Type out the records that follow, exactly as given.

Records shown:
------------------------------------------------------------------------
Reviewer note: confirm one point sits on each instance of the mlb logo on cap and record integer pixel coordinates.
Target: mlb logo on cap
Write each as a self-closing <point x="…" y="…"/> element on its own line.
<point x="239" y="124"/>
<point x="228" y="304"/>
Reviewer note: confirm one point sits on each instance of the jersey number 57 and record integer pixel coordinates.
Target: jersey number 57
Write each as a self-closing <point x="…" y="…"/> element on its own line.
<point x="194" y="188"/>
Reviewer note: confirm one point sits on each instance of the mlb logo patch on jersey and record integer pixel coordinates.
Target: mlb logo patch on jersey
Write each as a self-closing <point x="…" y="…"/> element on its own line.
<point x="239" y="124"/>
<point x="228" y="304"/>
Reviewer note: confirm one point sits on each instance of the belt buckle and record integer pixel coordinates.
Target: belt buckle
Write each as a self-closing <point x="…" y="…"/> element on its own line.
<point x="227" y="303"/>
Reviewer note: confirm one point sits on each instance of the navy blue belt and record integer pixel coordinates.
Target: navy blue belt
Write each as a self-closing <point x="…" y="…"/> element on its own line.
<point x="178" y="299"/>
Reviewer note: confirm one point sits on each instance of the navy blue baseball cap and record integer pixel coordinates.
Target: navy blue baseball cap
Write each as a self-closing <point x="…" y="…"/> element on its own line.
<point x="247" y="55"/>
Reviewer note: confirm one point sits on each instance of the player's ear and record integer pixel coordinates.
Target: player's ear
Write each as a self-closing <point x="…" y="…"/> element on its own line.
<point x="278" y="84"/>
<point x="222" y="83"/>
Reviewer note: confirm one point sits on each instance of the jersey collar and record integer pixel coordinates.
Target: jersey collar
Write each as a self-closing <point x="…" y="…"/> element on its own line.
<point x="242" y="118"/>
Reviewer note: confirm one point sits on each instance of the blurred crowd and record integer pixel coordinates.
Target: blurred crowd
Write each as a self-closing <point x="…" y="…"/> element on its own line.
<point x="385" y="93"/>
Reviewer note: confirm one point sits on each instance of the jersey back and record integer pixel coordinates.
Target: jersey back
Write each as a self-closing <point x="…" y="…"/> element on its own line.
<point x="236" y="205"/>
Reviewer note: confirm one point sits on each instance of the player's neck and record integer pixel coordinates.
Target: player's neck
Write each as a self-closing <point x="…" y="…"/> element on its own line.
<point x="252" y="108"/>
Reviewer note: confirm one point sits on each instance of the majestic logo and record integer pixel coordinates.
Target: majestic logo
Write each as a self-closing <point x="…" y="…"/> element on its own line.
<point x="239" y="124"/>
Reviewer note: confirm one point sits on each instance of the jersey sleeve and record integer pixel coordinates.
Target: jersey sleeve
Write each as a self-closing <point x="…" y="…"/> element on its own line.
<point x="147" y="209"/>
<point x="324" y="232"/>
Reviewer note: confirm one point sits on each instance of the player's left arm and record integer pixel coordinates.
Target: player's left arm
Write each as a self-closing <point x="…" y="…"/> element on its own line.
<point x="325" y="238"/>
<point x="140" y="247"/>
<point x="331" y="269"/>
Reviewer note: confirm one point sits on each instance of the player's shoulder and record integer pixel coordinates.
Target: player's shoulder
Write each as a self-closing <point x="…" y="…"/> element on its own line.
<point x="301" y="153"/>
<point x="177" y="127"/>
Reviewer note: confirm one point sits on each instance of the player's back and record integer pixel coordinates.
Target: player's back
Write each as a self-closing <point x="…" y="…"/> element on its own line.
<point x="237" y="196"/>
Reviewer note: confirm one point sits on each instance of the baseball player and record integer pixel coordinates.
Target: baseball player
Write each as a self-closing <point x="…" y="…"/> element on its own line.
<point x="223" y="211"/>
------------------------------------------------------------------------
Full response:
Reviewer note: confirm one point sits on each instance of the mlb logo on cap and record integer pixel coordinates.
Target: mlb logo on cap
Write each as a self-closing <point x="…" y="…"/> element on its own line.
<point x="239" y="124"/>
<point x="228" y="304"/>
Reviewer note: confirm one point sits on each instance of the jersey number 57 and record integer pixel coordinates.
Target: jersey number 57
Write each as a self-closing <point x="…" y="…"/> element on its own line.
<point x="194" y="188"/>
Reviewer note: confirm one point sits on each instance of the mlb logo patch on jersey and record integer pixel coordinates.
Target: mlb logo patch on jersey
Write each as a self-closing <point x="…" y="…"/> element on its own line.
<point x="239" y="124"/>
<point x="228" y="304"/>
Reviewer note: confirm one point sits on each instance of the belt buckle and record integer pixel coordinates.
Target: belt buckle
Write each as a self-closing <point x="…" y="…"/> element on its own line.
<point x="227" y="303"/>
Reviewer note: confirm one point sits on each instance of the navy blue belt and record integer pixel coordinates.
Target: navy blue belt
Write each as a self-closing <point x="…" y="…"/> element on its own line.
<point x="178" y="299"/>
Reviewer note: confirm one point sits on each instance of the navy blue baseball cap and record integer pixel coordinates.
Target: navy blue baseball cap
Write each as a self-closing <point x="…" y="…"/> element on its own line.
<point x="247" y="55"/>
Reviewer note: confirm one point sits on each instance of the player's ear and record integer pixel coordinates.
Target: player's ear
Write each as a self-closing <point x="…" y="…"/> element on its own line.
<point x="278" y="84"/>
<point x="222" y="83"/>
Reviewer note: confirm one point sits on each instance of the jersey collar and record integer pixel coordinates.
Target: jersey collar
Write each as a self-closing <point x="…" y="…"/> element on its own line.
<point x="242" y="118"/>
Reviewer note: confirm one point sits on each instance of the blurred crowd and record integer pixel coordinates.
Target: blurred crowd
Write each as a self-closing <point x="…" y="…"/> element on its own line.
<point x="385" y="93"/>
Reviewer note: confirm one point sits on each instance of the jersey back and record integer pixel coordinates.
Target: jersey back
Write each as a self-closing <point x="…" y="…"/> element on its own line.
<point x="236" y="205"/>
Reviewer note: confirm one point sits on each instance of the player's neck and record integer pixel coordinates.
Target: player's neck
Write each as a self-closing <point x="…" y="…"/> element on its own line.
<point x="252" y="108"/>
Reviewer note: confirm one point sits on each instance of the majestic logo and record integer pixel coordinates.
Target: majestic logo
Write each as a self-closing <point x="…" y="…"/> element on its own line.
<point x="239" y="124"/>
Reviewer note: confirm one point sits on each instance of the jersey sleeve and record integer pixel coordinates.
Target: jersey sleeve
Write each as a self-closing <point x="…" y="…"/> element on its own line.
<point x="147" y="209"/>
<point x="324" y="232"/>
Reviewer note: confirm one point sits on each instance of the player's left arm and record integer pixel coordinates.
Target: player's left arm
Write each as a self-closing <point x="…" y="…"/> element on its own line.
<point x="325" y="238"/>
<point x="140" y="247"/>
<point x="331" y="269"/>
Reviewer note: confirm one point sits on each instance of the player's shoulder and record integer pixel coordinates.
Target: player's shoulder
Write each as a self-closing <point x="…" y="…"/> element on its own line.
<point x="301" y="153"/>
<point x="177" y="127"/>
Reviewer note: confirm one point sits on each instance of the player's back and record integer pixel coordinates.
Target: player's back
Write each as a self-closing <point x="…" y="…"/> element on its own line.
<point x="237" y="196"/>
Reviewer note: confirm one point sits on each instance of the baseball player and record integer pixel coordinates.
Target: baseball player
Write each as a self-closing <point x="…" y="…"/> element on its own line.
<point x="223" y="211"/>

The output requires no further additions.